→ WHAT TO WORK ON: According to the Train Thoughts post, what condition does Noah have?

Train Thoughts – Dog and Husband Edition

Raise your hand if this long weekend took all the initiative out of you?

HAND RAISED!

It is summer in my head and all I want to do is play outside, wear flip flops, eat pudding pops and in general, shirk responsibilities. Alas, I am 35, not 3 or 5, so I need to do something productive every now and then. Forming a fully thoughtout blog post just isn’t in the cards quite yet, so I thought I’d bring back Train Thoughts. I haven’t done this in awhile. Enjoy!

Noah1. A bunch of y’all asked about Noah due to my passive aggressive Facebook notes about dying dogs last week. As a reminder, little dude has degenerative myelopathy. He’s shown symptoms for over a year, but it’s gotten pretty bad in the last month or so. Early last week, he was really dragging his hind end, so I started getting nervous. (And by nervous, I mean full-fledged basketcase.) Over the five days since, he’s improved and is mostly hoping around on 3.5 legs or so.

Of course I’ve spent too much time reading conversation boards and online articles about the topic, which got me worried that we wouldn’t know when was the right time to put Noah down. My only lifeboat came in the form of this article that told me to write down the five things he loves to do the most and decide how many of those things does he has to do every day to have a good quality of life.

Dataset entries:
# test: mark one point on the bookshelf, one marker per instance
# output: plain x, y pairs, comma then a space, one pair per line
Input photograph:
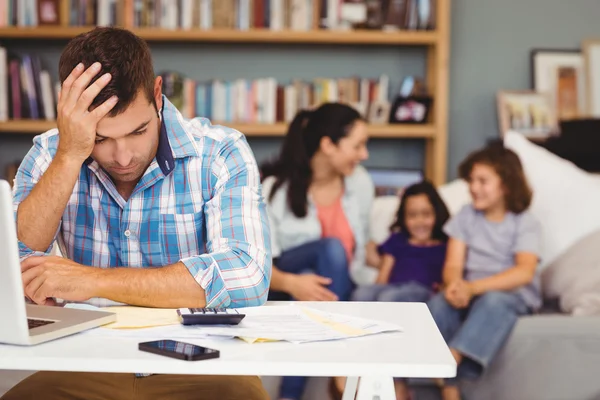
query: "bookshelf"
436, 42
360, 37
261, 130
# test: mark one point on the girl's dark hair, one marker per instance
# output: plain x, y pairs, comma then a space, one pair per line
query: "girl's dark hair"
303, 139
508, 166
439, 207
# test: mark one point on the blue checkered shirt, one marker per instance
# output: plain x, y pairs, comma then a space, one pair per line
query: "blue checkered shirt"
199, 202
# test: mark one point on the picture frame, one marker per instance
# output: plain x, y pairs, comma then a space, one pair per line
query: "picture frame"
393, 181
561, 73
527, 112
591, 51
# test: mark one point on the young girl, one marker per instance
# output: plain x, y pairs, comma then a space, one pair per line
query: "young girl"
413, 255
490, 271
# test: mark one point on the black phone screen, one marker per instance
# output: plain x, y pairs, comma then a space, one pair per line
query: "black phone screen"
180, 350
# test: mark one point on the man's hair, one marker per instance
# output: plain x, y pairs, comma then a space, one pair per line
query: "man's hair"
121, 53
507, 165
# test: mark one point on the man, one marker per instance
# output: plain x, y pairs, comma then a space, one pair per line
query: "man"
150, 209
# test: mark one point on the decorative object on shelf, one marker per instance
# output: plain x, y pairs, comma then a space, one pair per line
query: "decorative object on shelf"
591, 51
379, 112
392, 182
527, 112
48, 12
410, 110
412, 105
561, 74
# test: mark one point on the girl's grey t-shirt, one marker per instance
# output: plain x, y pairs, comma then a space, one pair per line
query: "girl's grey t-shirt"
492, 246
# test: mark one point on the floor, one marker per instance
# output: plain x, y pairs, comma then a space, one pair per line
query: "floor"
316, 389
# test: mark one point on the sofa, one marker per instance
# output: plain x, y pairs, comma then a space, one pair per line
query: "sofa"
555, 354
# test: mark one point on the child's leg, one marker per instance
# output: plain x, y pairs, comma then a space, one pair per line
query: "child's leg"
407, 292
489, 323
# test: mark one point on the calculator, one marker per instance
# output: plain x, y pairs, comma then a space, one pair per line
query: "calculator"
209, 316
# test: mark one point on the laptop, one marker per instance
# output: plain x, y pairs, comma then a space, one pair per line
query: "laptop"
26, 324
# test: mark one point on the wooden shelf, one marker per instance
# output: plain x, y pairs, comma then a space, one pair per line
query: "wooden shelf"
261, 130
364, 37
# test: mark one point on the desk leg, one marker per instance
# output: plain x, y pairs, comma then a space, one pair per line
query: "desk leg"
350, 388
376, 388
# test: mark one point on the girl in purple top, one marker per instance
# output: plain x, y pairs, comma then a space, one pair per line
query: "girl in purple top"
413, 255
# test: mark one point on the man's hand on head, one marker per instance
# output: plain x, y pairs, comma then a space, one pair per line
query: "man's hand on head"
76, 123
46, 278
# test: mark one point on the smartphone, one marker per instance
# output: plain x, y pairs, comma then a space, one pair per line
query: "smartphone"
179, 350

→ COMPLETED TASK: Degenerative myelopathy.